Page excerpt:
========================================================================

Grocers struggle to keep bottled water in stock in wake of boil-water advisory

Crazy. That's how Winnipeg grocer Husni Zeid described demand for bottled water in the wake of the boil-water advisory issued to the city’s 700,000 residents this week.

"We received 20 pallets from our supplier an hour ago and we only have five left," Zeid told Canadian Grocer early Wednesday afternoon from the parking lot of his Portage Avenue Foodfare location as he helped load product into customers' cars.

It’s one of five Foodfare stores the Zeid family owns in the Manitoba capital.

Zeid said that sales of water began to go up when a cautionary citywide advisory was issued Tuesday, following the discovery of E. coli bacteria and coliform in the city's water supply.

But he said there was a run on water Wednesday at all five of his family's stores, though his was the only location where product was being sold from pallets outside.

Zeid said he didn't expect to get any more water in stock once the pallets were all purchased.

"Our supplier has informed us that they are completely sold out," said Zeid. "They are trying to find more."

Other Winnipeg grocers are also struggling to keep bottled water in stock.

"There's definitely been a run on all of the bottled water products in our stores," said Red River Co-operatives general manager Doug Wiebe.

"We've pretty much depleted our supplies some of our stores are currently out of water."

========================================================================

Source material:
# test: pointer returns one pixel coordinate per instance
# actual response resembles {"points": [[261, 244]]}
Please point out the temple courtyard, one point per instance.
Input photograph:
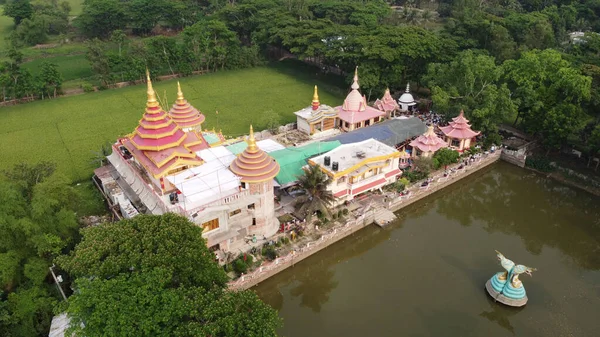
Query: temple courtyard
{"points": [[72, 130]]}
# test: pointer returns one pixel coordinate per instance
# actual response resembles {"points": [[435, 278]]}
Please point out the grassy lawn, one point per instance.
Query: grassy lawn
{"points": [[69, 130]]}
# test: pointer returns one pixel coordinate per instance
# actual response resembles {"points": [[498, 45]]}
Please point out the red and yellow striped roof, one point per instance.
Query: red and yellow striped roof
{"points": [[183, 113], [156, 130], [254, 165]]}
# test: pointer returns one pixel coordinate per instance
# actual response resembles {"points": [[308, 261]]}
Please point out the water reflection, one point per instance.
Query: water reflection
{"points": [[500, 315], [313, 296], [313, 279], [552, 215], [425, 275]]}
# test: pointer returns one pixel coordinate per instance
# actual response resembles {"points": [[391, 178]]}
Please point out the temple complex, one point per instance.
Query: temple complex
{"points": [[387, 104], [427, 144], [404, 161], [317, 117], [159, 146], [184, 114], [162, 168], [407, 101], [354, 113], [459, 133], [357, 168]]}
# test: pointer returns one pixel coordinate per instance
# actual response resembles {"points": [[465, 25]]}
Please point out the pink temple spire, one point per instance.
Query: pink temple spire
{"points": [[355, 85]]}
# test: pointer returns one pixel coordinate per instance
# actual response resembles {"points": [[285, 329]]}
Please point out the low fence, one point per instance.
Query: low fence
{"points": [[332, 236], [339, 232], [439, 181]]}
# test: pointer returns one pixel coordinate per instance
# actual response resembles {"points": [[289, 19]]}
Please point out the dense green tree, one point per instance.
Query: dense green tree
{"points": [[49, 79], [211, 43], [30, 32], [19, 10], [17, 80], [154, 276], [549, 93], [97, 56], [100, 17], [144, 15], [36, 225], [471, 82], [118, 37], [271, 121]]}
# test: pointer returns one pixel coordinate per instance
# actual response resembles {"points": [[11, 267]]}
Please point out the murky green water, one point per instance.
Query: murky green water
{"points": [[425, 275]]}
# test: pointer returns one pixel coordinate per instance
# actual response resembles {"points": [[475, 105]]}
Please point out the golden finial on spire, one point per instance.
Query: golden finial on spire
{"points": [[152, 102], [355, 85], [180, 97], [252, 147], [316, 103]]}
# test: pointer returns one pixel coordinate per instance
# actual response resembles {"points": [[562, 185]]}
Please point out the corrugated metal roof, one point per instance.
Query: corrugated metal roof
{"points": [[390, 132], [292, 159]]}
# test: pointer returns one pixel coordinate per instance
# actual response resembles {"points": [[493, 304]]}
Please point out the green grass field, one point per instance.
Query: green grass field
{"points": [[69, 130]]}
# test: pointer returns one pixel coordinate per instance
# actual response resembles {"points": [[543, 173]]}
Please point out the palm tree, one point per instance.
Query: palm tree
{"points": [[316, 198]]}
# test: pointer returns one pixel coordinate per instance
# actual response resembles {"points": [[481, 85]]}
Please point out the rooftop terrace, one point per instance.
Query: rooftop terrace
{"points": [[350, 155]]}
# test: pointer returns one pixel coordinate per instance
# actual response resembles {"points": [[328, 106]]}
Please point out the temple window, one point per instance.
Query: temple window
{"points": [[210, 225]]}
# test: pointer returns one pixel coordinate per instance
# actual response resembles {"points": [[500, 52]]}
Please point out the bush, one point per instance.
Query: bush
{"points": [[269, 253], [539, 163], [87, 87], [414, 176], [492, 139], [239, 266], [445, 157]]}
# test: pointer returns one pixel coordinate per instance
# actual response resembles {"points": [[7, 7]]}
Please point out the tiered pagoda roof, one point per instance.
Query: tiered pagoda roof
{"points": [[387, 103], [254, 165], [183, 113], [459, 128], [355, 108], [316, 111], [158, 143], [429, 141]]}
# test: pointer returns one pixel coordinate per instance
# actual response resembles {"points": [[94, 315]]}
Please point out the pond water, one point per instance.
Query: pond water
{"points": [[425, 274]]}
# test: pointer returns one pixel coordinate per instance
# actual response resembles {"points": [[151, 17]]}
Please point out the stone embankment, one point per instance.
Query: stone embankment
{"points": [[340, 232]]}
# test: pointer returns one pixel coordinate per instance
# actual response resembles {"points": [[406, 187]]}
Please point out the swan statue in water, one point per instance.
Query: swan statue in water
{"points": [[505, 287]]}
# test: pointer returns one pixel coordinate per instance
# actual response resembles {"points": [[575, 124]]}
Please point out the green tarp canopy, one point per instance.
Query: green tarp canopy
{"points": [[292, 159]]}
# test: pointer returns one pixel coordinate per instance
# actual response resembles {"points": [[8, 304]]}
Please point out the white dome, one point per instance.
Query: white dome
{"points": [[406, 98]]}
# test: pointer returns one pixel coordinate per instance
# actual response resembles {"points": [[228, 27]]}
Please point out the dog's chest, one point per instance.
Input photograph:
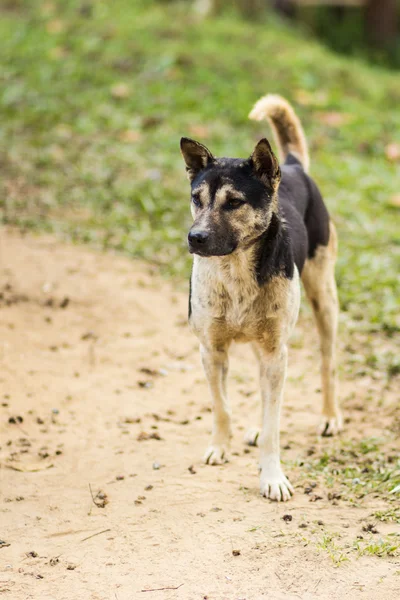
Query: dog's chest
{"points": [[227, 298]]}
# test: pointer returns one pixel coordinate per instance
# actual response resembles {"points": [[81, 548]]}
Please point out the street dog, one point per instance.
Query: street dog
{"points": [[258, 227]]}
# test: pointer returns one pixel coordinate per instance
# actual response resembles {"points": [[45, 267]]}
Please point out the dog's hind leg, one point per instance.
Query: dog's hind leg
{"points": [[318, 277], [215, 363], [273, 483]]}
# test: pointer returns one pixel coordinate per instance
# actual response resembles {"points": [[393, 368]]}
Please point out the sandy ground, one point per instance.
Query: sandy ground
{"points": [[102, 382]]}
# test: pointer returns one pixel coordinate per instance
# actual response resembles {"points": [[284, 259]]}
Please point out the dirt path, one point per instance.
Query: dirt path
{"points": [[77, 328]]}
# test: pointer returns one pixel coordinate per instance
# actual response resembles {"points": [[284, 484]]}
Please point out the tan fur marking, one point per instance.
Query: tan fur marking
{"points": [[319, 281], [286, 126]]}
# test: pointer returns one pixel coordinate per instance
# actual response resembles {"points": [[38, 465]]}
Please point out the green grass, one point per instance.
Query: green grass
{"points": [[100, 163], [353, 472]]}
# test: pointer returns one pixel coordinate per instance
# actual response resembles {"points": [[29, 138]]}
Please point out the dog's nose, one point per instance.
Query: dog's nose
{"points": [[197, 238]]}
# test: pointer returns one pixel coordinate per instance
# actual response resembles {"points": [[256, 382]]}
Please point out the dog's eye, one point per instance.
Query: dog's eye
{"points": [[196, 201], [234, 203]]}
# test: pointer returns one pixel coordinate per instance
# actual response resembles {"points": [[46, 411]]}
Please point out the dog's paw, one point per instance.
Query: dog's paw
{"points": [[276, 486], [215, 455], [330, 426], [251, 436]]}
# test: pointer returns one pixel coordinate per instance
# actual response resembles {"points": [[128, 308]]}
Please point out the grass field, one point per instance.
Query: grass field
{"points": [[95, 96]]}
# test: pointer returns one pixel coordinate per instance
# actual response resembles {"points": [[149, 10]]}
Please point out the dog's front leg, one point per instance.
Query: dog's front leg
{"points": [[274, 484], [215, 363]]}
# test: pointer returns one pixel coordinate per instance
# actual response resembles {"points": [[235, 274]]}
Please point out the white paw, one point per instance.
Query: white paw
{"points": [[251, 436], [215, 455], [276, 486], [330, 426]]}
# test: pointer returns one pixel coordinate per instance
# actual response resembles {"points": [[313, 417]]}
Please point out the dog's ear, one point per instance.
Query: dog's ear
{"points": [[265, 164], [196, 157]]}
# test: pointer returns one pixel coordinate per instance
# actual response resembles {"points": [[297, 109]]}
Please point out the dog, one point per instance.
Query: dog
{"points": [[258, 228]]}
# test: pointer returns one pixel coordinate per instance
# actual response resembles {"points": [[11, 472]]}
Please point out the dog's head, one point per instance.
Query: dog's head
{"points": [[232, 199]]}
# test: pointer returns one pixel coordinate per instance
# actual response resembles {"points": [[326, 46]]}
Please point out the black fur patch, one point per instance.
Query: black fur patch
{"points": [[274, 253], [299, 191], [190, 297]]}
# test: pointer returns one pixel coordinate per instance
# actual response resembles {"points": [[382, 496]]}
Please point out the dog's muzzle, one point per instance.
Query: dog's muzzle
{"points": [[198, 241]]}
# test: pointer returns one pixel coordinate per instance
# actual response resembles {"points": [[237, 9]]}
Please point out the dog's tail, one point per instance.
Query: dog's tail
{"points": [[288, 132]]}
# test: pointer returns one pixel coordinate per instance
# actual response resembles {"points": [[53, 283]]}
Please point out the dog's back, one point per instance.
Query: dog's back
{"points": [[298, 194]]}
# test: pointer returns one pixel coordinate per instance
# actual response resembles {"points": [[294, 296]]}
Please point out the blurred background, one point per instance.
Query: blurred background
{"points": [[96, 94]]}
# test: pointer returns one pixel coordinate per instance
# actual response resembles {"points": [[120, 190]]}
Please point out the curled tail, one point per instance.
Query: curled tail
{"points": [[288, 132]]}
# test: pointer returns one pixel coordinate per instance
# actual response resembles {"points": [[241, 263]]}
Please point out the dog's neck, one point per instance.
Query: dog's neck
{"points": [[268, 256]]}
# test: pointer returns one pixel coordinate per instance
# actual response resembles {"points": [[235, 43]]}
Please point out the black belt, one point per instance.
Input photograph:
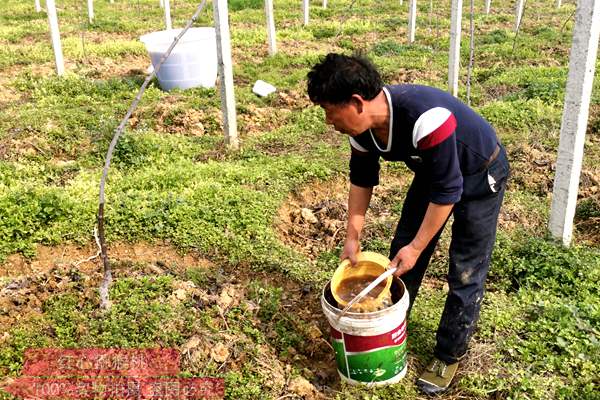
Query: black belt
{"points": [[489, 160]]}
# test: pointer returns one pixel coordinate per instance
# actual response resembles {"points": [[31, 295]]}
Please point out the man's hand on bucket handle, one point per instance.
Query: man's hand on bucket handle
{"points": [[350, 251]]}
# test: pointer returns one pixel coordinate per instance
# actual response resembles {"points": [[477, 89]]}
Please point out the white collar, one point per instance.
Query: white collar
{"points": [[389, 147]]}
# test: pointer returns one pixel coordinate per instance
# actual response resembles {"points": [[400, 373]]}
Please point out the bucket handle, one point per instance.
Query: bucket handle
{"points": [[366, 290]]}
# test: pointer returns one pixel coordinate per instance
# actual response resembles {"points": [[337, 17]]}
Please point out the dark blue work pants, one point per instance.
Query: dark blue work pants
{"points": [[473, 237]]}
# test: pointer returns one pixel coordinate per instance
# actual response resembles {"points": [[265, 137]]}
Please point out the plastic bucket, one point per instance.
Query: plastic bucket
{"points": [[369, 264], [370, 348], [193, 61]]}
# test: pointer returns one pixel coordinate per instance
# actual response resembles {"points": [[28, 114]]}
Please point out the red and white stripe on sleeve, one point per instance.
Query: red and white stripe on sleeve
{"points": [[433, 127]]}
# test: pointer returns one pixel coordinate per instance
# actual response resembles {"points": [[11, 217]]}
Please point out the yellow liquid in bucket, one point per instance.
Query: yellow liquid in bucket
{"points": [[349, 288], [348, 281]]}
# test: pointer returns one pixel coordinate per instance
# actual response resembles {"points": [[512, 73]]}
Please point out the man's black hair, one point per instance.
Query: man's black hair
{"points": [[337, 77]]}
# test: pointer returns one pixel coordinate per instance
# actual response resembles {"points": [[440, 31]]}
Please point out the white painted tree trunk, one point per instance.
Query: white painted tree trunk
{"points": [[221, 17], [91, 11], [412, 20], [167, 6], [518, 14], [454, 57], [55, 35], [574, 120], [305, 10], [270, 27]]}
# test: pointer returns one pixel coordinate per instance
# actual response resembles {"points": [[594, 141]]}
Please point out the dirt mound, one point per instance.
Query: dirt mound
{"points": [[314, 220]]}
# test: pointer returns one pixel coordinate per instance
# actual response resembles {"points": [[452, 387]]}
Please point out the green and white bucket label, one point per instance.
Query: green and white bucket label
{"points": [[370, 358]]}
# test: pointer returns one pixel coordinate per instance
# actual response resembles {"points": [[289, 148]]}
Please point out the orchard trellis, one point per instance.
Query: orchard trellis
{"points": [[575, 113]]}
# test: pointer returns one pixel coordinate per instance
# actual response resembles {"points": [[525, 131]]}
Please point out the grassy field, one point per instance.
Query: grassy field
{"points": [[210, 249]]}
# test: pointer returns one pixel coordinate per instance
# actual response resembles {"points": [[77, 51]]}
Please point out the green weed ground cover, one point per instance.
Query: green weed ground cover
{"points": [[173, 181]]}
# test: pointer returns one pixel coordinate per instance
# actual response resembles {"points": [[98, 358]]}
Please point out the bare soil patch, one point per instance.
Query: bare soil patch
{"points": [[314, 220]]}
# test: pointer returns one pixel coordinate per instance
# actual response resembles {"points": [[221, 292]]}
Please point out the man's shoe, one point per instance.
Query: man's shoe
{"points": [[437, 377]]}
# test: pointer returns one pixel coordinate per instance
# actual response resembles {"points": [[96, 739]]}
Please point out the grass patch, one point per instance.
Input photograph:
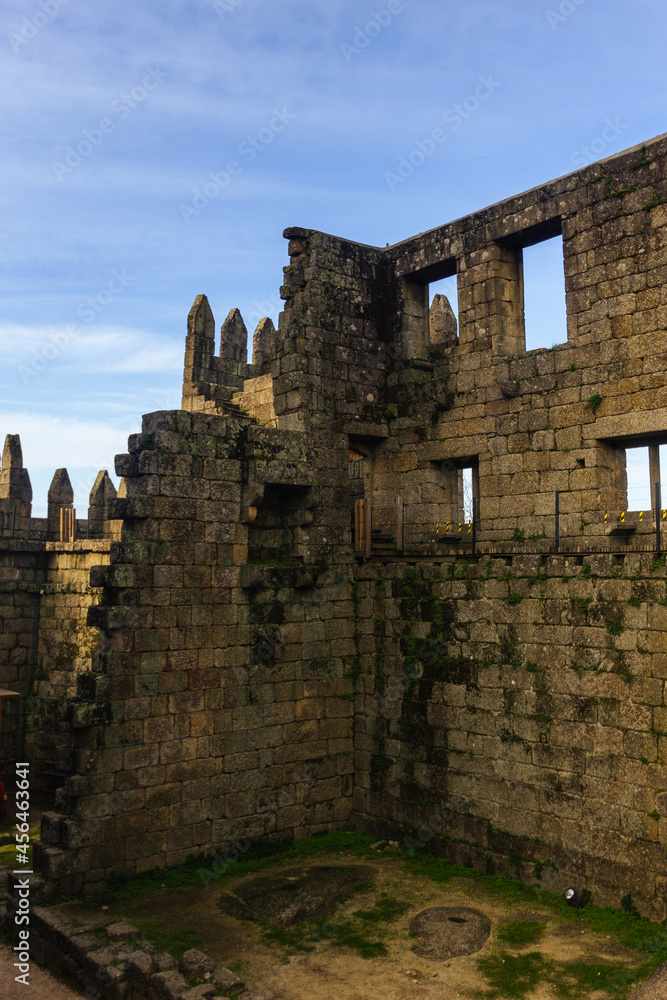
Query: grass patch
{"points": [[511, 976], [201, 871], [385, 910], [174, 941], [580, 979], [521, 932], [353, 933]]}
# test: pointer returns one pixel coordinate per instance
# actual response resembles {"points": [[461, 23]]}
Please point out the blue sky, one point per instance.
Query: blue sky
{"points": [[115, 116]]}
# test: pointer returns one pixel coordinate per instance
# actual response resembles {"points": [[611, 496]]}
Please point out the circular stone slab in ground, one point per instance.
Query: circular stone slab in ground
{"points": [[294, 894], [448, 931]]}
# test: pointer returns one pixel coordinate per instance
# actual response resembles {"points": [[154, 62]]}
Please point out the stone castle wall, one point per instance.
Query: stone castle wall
{"points": [[45, 646], [511, 713], [262, 674]]}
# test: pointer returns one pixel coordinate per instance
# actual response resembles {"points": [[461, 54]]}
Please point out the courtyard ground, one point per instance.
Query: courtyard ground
{"points": [[343, 916]]}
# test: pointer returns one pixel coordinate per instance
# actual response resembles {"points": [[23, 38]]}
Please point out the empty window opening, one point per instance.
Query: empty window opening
{"points": [[544, 294], [443, 303], [459, 479], [643, 473], [467, 489]]}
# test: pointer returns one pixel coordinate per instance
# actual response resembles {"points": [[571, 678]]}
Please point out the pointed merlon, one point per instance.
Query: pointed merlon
{"points": [[12, 455], [103, 490], [264, 344], [234, 338], [442, 321], [101, 497], [200, 319], [61, 493], [14, 479]]}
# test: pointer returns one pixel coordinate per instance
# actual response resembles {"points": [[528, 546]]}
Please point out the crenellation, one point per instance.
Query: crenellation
{"points": [[292, 615]]}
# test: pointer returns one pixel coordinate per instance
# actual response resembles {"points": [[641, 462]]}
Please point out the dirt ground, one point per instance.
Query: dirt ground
{"points": [[329, 971]]}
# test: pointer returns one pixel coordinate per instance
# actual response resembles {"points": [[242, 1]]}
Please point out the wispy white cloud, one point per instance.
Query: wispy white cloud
{"points": [[75, 349]]}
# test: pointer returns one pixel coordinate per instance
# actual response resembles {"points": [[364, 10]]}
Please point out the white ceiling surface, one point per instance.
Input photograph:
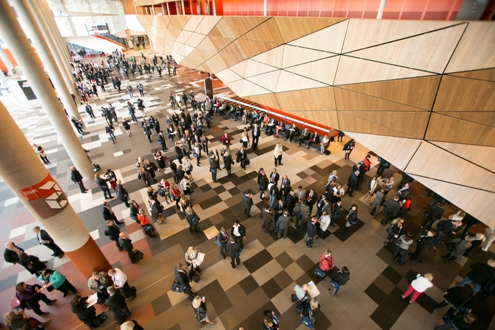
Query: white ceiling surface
{"points": [[93, 43]]}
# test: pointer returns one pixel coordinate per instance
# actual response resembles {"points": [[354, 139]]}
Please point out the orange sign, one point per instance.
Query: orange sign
{"points": [[45, 197]]}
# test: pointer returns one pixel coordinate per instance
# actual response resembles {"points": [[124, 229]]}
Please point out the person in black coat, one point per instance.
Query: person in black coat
{"points": [[116, 303], [423, 242], [247, 203], [11, 253], [183, 279], [76, 177], [233, 249], [113, 233], [45, 239], [87, 315], [126, 244], [352, 183]]}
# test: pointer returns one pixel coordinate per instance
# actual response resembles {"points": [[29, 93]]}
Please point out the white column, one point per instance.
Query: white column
{"points": [[6, 60], [380, 9], [24, 54]]}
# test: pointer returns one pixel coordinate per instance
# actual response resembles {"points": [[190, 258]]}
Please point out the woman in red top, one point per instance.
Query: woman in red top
{"points": [[326, 261]]}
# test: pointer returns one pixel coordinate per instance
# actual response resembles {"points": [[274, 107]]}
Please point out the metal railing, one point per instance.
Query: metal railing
{"points": [[303, 123]]}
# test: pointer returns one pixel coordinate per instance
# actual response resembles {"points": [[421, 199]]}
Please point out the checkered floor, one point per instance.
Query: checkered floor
{"points": [[270, 267]]}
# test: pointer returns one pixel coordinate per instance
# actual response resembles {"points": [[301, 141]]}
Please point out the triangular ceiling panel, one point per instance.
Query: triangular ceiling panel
{"points": [[193, 23], [248, 88], [295, 27], [366, 33], [272, 57], [291, 82], [482, 156], [329, 39], [207, 24], [397, 151], [297, 55], [268, 80], [266, 32], [416, 92], [354, 70], [429, 51], [227, 76], [322, 70]]}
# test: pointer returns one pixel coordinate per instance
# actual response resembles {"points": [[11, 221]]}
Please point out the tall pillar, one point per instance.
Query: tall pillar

========================================================================

Brief 1:
Do these statements agree with the bottled water article? Answer yes or no for each and quote the deciding words.
(a) The Zeid family owns five Foodfare stores in Winnipeg.
(b) Water was being sold from pallets outside at all five of the family's stores.
(c) Zeid had ten of the twenty pallets left an hour after they arrived.
Brief 2: Write the next part of the bottled water article, picking up after its last line.

Exercise result 1:
(a) Yes: "It’s one of five Foodfare stores the Zeid family owns in the Manitoba capital."
(b) No: "though his was the only location where product was being sold from pallets outside."
(c) No: "We received 20 pallets from our supplier an hour ago and we only have five left"

Exercise result 2:
He added his gas-and-grocery co-op chain continues to get product from its wholesaler, Federated Co-operatives, which is scrambling to bring in water from other Western provinces.

"The demand is currently taxing our system, but we're coping," said Wiebe.

Adam Schinkel, co-owner of Water World, a Winnipeg bottled water company, told Canadian Press that he reopened his stores when the advisory was announced late Tuesday.

"Our phones are ringing off the hook and we have a steady stream of customers coming in,'' he said. "We're here to help people that do need the water. From what I'm hearing, a lot of the grocery stores are already sold out of bottled water, so that's sort of where we come into play.''

Winnipeg issued the boil-water advisory Tuesday night after routine sampling turned up some potentially harmful bacteria in the municipal water supply. Six water samples showed the presence of E. coli and coliform at extremely low levels. Further testing was being done on Wednesday came back clean but as of Thursday morning the city was still under the boil-water advisory.